WRITTEN TASK
Reproduce the records that follow in full, excluding any picture they contain.

Segmentation labeling entries
--- Begin ---

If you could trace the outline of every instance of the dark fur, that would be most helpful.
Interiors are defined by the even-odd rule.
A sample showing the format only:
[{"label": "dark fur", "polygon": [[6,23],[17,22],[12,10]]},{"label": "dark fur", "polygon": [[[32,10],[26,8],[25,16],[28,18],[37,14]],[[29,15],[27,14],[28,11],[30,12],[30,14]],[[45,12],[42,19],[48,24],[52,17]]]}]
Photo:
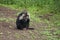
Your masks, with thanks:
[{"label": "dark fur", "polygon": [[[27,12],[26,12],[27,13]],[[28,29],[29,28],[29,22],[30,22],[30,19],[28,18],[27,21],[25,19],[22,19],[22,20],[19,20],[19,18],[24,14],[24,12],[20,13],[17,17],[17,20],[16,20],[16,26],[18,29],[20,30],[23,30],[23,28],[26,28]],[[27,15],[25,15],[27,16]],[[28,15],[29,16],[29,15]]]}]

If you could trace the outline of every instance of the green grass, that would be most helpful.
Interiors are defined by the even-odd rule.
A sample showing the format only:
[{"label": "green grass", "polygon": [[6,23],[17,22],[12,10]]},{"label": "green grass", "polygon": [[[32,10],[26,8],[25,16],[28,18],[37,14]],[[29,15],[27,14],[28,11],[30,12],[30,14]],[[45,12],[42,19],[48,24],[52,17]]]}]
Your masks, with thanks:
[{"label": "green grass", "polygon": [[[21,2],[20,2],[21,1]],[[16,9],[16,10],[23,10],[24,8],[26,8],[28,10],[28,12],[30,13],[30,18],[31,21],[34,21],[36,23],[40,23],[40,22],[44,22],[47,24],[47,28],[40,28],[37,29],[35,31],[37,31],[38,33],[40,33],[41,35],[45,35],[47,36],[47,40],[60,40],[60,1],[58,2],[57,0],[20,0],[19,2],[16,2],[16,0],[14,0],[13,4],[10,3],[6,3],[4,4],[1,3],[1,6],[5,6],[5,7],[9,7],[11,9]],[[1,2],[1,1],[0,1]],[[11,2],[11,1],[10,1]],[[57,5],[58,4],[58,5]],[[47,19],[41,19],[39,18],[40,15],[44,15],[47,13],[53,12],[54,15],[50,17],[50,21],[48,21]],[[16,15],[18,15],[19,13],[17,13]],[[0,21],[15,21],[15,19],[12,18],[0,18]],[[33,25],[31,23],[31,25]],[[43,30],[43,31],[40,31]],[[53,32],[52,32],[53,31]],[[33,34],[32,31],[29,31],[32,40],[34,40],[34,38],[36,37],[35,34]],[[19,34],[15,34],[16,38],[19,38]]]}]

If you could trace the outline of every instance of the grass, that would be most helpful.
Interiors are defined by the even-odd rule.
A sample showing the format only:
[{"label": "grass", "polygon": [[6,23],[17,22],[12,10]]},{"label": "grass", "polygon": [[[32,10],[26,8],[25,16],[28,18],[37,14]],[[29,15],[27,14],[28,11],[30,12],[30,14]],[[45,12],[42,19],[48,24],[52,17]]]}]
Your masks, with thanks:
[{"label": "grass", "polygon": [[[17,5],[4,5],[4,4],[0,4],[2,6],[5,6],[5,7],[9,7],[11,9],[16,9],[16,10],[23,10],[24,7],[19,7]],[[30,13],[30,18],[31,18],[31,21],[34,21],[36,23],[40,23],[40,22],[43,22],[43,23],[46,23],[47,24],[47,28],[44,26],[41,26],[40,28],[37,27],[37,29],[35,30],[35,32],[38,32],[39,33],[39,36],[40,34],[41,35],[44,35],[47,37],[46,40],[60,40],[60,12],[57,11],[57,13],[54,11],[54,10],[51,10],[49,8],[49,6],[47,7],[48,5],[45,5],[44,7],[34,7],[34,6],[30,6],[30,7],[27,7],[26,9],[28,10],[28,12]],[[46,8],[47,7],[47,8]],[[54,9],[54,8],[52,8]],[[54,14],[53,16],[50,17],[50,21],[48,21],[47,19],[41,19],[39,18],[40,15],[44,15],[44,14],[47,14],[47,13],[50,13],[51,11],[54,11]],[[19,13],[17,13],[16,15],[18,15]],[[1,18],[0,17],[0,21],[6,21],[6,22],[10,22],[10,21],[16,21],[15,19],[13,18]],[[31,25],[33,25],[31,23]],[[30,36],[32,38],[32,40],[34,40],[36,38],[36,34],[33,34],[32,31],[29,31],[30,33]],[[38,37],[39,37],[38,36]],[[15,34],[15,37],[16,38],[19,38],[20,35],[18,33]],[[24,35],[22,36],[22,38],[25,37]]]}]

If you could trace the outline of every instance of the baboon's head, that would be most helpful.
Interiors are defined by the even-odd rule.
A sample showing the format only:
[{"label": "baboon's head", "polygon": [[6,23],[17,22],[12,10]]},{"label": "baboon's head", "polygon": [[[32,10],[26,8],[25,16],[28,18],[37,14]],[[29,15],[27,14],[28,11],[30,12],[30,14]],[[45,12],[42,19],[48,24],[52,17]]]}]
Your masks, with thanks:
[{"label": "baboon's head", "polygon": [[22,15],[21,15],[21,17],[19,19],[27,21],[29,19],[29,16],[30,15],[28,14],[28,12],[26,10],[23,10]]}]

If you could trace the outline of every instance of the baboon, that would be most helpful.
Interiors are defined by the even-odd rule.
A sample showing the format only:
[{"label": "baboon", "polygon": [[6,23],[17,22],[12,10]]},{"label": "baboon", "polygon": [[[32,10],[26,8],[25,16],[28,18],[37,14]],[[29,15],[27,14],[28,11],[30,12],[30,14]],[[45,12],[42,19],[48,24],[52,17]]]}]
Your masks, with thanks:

--- End ---

WRITTEN RESPONSE
If you could trace the outline of every instance of the dark fur, that would be most helpful.
Interiors are defined by the even-odd rule.
A sample showing the format only:
[{"label": "dark fur", "polygon": [[6,23],[17,22],[12,10]]},{"label": "dark fur", "polygon": [[[32,10],[26,8],[25,16],[28,18],[37,14]],[[29,15],[27,14],[28,11],[30,12],[30,14]],[[45,12],[42,19],[48,24],[52,17]]]}]
Photo:
Your masks, with thanks:
[{"label": "dark fur", "polygon": [[[27,12],[26,12],[27,13]],[[28,29],[29,28],[29,22],[30,22],[30,19],[28,18],[27,21],[25,19],[22,19],[22,20],[19,20],[19,18],[24,14],[24,12],[20,13],[17,17],[17,20],[16,20],[16,26],[18,29],[20,30],[23,30],[23,28],[26,28]],[[27,15],[25,15],[27,16]],[[28,15],[29,16],[29,15]]]}]

If you could trace the outline of every instance of the green grass, that would be most helpful.
Interiors are defined by the even-odd rule.
A sample showing the format only:
[{"label": "green grass", "polygon": [[6,23],[17,22],[12,10]]},{"label": "green grass", "polygon": [[[32,10],[26,8],[25,16],[28,18],[37,14]],[[29,15],[27,14],[28,11],[30,12],[30,14]],[[45,12],[42,19],[48,24],[52,17]]]}]
Your masks, with thanks:
[{"label": "green grass", "polygon": [[[21,2],[20,2],[21,1]],[[16,9],[16,10],[23,10],[24,8],[26,8],[28,10],[28,12],[30,13],[30,18],[31,21],[34,21],[36,23],[40,23],[40,22],[44,22],[47,24],[47,28],[40,28],[37,29],[35,31],[37,31],[38,33],[40,33],[41,35],[45,35],[47,36],[47,40],[60,40],[60,1],[58,2],[57,0],[20,0],[19,2],[16,2],[16,0],[14,0],[13,4],[10,3],[6,3],[4,4],[1,3],[1,6],[5,6],[5,7],[9,7],[11,9]],[[1,2],[1,1],[0,1]],[[11,2],[11,1],[10,1]],[[57,5],[58,4],[58,5]],[[47,19],[41,19],[39,18],[40,15],[44,15],[47,13],[53,12],[54,15],[50,17],[50,21],[48,21]],[[16,15],[18,15],[19,13],[17,13]],[[0,21],[15,21],[15,19],[12,18],[0,18]],[[33,25],[31,23],[31,25]],[[43,30],[43,31],[40,31]],[[53,32],[52,32],[53,31]],[[33,34],[32,31],[29,31],[32,40],[34,40],[34,38],[36,37],[35,34]],[[19,34],[15,34],[16,38],[19,38]]]}]

If you could trace the outline of every instance of the grass, that would be most helpful.
Interiors are defined by the even-odd rule.
A sample showing the format only:
[{"label": "grass", "polygon": [[6,23],[17,22],[12,10]]},{"label": "grass", "polygon": [[[32,10],[26,8],[25,16],[28,18],[37,14]],[[29,15],[27,14],[28,11],[30,12],[30,14]],[[45,12],[42,19],[48,24],[52,17]]]}]
Your masks, with thanks:
[{"label": "grass", "polygon": [[[17,5],[4,5],[4,4],[0,4],[2,6],[5,6],[5,7],[9,7],[11,9],[16,9],[16,10],[23,10],[24,7],[19,7]],[[30,13],[30,18],[31,18],[31,21],[34,21],[36,23],[40,23],[40,22],[43,22],[43,23],[46,23],[47,24],[47,28],[44,26],[41,26],[40,28],[37,27],[37,29],[35,30],[35,32],[38,32],[39,33],[39,36],[40,34],[41,35],[44,35],[47,37],[46,40],[60,40],[60,12],[57,11],[57,13],[54,11],[54,10],[51,10],[49,8],[49,6],[47,7],[48,5],[45,5],[44,7],[34,7],[34,6],[30,6],[30,7],[27,7],[26,9],[28,10],[28,12]],[[46,8],[47,7],[47,8]],[[54,9],[54,8],[52,8]],[[54,14],[53,16],[50,17],[50,21],[48,21],[47,19],[41,19],[39,18],[40,15],[44,15],[44,14],[47,14],[47,13],[50,13],[51,11],[54,11]],[[19,13],[17,13],[16,15],[18,15]],[[1,18],[0,17],[0,21],[6,21],[6,22],[10,22],[10,21],[16,21],[15,19],[13,18]],[[31,25],[33,25],[31,23]],[[30,36],[32,38],[32,40],[34,40],[36,38],[36,34],[33,34],[32,31],[29,31],[30,33]],[[38,37],[39,37],[38,36]],[[15,34],[15,37],[16,38],[19,38],[20,35],[18,33]],[[24,35],[22,36],[22,38],[25,37]]]}]

If you could trace the outline of every instance of the baboon's head, that would be most helpful.
Interiors are defined by the even-odd rule.
A sample showing the format only:
[{"label": "baboon's head", "polygon": [[6,23],[17,22],[12,10]]},{"label": "baboon's head", "polygon": [[[32,10],[26,8],[25,16],[28,18],[37,14]],[[29,15],[27,14],[28,11],[30,12],[30,14]],[[45,12],[42,19],[48,24],[52,17]]]}]
Your masks, with thanks:
[{"label": "baboon's head", "polygon": [[22,15],[21,15],[21,17],[19,19],[27,21],[29,19],[29,16],[30,15],[28,14],[28,12],[26,10],[23,10]]}]

If you could trace the outline of every instance of the baboon, that would be most helpful.
Interiors are defined by the even-odd rule.
A sample showing the format only:
[{"label": "baboon", "polygon": [[6,23],[17,22],[12,10]]},{"label": "baboon", "polygon": [[[32,10],[26,8],[25,16],[28,18],[37,14]],[[29,15],[27,14],[28,11],[30,12],[30,14]],[[45,12],[42,19],[48,24],[52,17]]]}]
Your masks, with thanks:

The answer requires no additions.